**Working data**
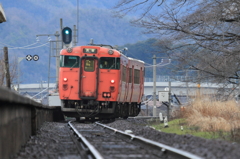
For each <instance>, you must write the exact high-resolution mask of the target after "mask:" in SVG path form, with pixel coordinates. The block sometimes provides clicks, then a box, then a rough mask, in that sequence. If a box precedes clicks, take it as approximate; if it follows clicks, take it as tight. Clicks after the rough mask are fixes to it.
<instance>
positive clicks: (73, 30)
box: [73, 25, 77, 46]
mask: <svg viewBox="0 0 240 159" xmlns="http://www.w3.org/2000/svg"><path fill="white" fill-rule="evenodd" d="M73 46H77V28H76V25H73Z"/></svg>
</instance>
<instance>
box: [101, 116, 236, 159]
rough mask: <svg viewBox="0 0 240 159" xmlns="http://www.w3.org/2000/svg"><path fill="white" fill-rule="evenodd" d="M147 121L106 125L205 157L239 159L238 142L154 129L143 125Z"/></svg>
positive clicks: (196, 154)
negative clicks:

**Task objective**
Look for the line with "box: [101, 116, 236, 159]" in the records above. Repeat it and each line after it exactly.

**Solution to the problem**
box: [101, 116, 236, 159]
rough mask: <svg viewBox="0 0 240 159" xmlns="http://www.w3.org/2000/svg"><path fill="white" fill-rule="evenodd" d="M147 121L106 125L205 157L239 159L238 142L154 129L143 125Z"/></svg>
positive clicks: (196, 154)
negative clicks:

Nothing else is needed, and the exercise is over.